From the top of the records below down to the line containing "positive clicks: (70, 300)", reproduce every line exactly.

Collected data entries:
'''
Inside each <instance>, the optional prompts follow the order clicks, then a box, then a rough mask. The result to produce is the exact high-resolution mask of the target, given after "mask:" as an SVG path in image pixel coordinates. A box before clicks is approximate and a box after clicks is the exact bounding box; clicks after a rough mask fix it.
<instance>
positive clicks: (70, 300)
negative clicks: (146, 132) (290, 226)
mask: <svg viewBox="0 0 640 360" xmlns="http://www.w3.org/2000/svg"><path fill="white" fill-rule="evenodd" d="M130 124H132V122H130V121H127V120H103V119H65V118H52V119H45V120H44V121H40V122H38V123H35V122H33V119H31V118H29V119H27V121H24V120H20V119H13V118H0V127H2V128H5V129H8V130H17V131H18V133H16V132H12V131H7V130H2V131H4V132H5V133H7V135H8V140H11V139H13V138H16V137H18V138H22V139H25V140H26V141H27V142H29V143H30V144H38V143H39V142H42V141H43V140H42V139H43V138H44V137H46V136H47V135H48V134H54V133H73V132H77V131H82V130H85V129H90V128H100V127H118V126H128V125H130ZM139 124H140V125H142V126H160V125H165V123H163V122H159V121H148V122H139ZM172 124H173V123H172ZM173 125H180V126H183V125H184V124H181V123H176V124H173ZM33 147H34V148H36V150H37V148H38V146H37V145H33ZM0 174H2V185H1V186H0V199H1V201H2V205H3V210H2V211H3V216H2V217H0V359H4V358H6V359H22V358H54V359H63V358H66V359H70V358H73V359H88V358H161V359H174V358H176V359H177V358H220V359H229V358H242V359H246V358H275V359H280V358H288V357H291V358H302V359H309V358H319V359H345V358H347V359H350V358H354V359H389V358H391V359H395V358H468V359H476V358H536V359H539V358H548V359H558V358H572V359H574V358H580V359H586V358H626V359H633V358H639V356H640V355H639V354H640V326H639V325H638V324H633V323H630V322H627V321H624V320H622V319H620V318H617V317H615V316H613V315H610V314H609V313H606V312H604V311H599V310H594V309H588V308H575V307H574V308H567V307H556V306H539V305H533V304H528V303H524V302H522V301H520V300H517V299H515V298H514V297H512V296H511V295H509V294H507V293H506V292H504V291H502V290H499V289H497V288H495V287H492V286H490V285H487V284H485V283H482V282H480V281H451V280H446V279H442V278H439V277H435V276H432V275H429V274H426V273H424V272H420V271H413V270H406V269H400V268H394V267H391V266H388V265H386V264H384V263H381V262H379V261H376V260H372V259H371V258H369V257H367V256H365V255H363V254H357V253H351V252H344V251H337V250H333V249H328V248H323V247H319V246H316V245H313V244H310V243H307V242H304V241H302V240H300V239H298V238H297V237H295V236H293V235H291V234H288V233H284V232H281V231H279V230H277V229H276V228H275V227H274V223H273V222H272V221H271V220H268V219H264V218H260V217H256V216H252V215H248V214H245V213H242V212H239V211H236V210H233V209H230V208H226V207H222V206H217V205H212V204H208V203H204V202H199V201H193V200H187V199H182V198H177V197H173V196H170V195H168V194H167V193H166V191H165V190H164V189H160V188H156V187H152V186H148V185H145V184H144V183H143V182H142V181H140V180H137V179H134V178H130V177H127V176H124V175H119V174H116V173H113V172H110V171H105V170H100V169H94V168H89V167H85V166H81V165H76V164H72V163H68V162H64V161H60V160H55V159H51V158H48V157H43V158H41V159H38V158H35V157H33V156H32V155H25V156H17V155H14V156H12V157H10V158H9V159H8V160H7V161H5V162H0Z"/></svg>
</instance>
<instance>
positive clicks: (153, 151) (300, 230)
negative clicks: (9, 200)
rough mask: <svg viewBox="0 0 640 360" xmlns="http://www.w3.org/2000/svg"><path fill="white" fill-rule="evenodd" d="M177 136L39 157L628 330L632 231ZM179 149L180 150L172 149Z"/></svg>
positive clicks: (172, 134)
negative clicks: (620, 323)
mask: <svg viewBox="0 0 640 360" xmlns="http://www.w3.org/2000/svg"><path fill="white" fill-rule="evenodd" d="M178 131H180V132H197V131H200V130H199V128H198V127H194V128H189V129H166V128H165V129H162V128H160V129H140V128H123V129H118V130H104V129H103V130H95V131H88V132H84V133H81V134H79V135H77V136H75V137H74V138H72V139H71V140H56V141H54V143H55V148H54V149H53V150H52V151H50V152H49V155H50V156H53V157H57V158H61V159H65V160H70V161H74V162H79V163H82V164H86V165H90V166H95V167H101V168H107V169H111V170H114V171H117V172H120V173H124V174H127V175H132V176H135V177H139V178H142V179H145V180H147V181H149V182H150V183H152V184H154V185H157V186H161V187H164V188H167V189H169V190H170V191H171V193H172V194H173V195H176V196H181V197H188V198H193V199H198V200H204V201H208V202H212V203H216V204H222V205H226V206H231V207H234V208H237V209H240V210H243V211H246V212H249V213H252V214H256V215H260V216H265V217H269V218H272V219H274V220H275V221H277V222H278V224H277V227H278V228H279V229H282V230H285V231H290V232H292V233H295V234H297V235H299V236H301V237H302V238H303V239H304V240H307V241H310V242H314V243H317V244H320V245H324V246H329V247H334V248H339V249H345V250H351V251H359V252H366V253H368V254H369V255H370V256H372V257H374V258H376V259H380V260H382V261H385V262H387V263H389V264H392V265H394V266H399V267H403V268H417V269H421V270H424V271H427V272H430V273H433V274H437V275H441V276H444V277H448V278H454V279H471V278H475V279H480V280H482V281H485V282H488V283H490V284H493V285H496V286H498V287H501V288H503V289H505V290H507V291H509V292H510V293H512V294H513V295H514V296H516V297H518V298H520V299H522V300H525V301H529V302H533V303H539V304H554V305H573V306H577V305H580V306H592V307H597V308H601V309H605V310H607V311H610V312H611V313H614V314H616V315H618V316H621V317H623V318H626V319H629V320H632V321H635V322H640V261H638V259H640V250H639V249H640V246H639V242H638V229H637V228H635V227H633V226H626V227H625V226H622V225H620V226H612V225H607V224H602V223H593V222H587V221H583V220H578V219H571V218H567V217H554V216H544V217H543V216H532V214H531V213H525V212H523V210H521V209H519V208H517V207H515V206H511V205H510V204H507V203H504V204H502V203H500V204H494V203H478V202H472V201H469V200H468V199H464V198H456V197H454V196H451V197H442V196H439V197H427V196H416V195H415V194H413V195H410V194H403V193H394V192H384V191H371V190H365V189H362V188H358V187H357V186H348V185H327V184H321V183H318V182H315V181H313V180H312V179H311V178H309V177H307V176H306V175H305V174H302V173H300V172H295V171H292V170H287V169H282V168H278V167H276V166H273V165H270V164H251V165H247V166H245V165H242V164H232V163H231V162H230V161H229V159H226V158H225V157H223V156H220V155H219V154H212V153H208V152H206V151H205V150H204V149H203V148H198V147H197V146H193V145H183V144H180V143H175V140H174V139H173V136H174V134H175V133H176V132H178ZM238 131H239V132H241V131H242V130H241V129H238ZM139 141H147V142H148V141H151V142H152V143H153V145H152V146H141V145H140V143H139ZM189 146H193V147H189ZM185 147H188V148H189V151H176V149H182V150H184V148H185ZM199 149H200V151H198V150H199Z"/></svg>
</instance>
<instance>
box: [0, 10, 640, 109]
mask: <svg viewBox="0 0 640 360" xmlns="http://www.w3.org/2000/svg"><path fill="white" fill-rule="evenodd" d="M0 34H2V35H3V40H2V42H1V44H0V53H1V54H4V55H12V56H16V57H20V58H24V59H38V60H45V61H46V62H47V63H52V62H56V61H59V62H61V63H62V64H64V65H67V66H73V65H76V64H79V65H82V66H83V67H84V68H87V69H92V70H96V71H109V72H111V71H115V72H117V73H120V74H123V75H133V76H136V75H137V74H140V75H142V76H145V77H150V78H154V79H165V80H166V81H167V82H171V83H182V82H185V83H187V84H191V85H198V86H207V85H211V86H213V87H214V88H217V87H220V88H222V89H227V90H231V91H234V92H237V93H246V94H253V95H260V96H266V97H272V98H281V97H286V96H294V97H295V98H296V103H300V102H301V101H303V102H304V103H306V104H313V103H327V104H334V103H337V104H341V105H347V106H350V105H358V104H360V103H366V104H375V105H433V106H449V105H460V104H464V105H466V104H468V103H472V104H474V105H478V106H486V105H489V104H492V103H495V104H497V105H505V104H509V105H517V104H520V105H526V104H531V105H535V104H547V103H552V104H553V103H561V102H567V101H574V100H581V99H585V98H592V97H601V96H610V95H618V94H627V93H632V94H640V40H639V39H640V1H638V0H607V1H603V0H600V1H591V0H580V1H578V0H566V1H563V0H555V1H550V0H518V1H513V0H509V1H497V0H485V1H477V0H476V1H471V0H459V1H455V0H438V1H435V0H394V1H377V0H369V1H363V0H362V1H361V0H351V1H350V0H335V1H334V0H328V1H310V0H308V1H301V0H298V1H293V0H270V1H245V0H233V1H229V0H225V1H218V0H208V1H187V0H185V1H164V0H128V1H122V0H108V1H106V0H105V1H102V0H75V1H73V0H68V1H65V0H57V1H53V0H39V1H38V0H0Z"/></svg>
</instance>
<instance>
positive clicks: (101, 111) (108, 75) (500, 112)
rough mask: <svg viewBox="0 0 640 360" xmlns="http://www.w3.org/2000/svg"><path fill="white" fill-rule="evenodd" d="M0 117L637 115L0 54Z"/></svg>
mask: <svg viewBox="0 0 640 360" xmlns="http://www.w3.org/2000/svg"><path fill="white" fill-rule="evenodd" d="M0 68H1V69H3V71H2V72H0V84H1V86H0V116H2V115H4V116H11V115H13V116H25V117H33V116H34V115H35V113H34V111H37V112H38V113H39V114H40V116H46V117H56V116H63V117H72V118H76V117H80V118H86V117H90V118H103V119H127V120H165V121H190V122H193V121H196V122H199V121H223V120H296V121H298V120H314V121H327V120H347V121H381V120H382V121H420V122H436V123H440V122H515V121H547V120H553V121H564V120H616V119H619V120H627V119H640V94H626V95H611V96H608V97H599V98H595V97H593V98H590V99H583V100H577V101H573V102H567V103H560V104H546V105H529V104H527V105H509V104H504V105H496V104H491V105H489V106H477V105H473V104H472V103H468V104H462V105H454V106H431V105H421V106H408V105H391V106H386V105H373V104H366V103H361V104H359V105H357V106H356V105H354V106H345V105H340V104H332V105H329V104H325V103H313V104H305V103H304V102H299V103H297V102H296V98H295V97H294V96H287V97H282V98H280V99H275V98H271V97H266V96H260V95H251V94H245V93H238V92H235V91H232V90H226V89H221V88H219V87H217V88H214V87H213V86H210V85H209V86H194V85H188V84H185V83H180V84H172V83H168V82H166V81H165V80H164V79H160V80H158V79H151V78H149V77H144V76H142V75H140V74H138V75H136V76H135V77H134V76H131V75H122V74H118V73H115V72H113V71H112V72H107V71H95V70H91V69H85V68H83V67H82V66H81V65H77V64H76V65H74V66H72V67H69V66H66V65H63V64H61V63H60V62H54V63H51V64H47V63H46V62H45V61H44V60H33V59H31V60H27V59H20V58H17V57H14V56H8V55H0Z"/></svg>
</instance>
'''
◆ Expected answer:
Inside each <instance>, the optional prompts follow the order clicks, then a box, then a rough mask. The result to produce is the exact high-resolution mask of the target, given after "mask:" as an SVG path in image pixel coordinates. A box before clicks is approximate and a box after clicks is the exact bounding box; clicks after a rough mask fix it.
<instance>
positive clicks: (70, 300)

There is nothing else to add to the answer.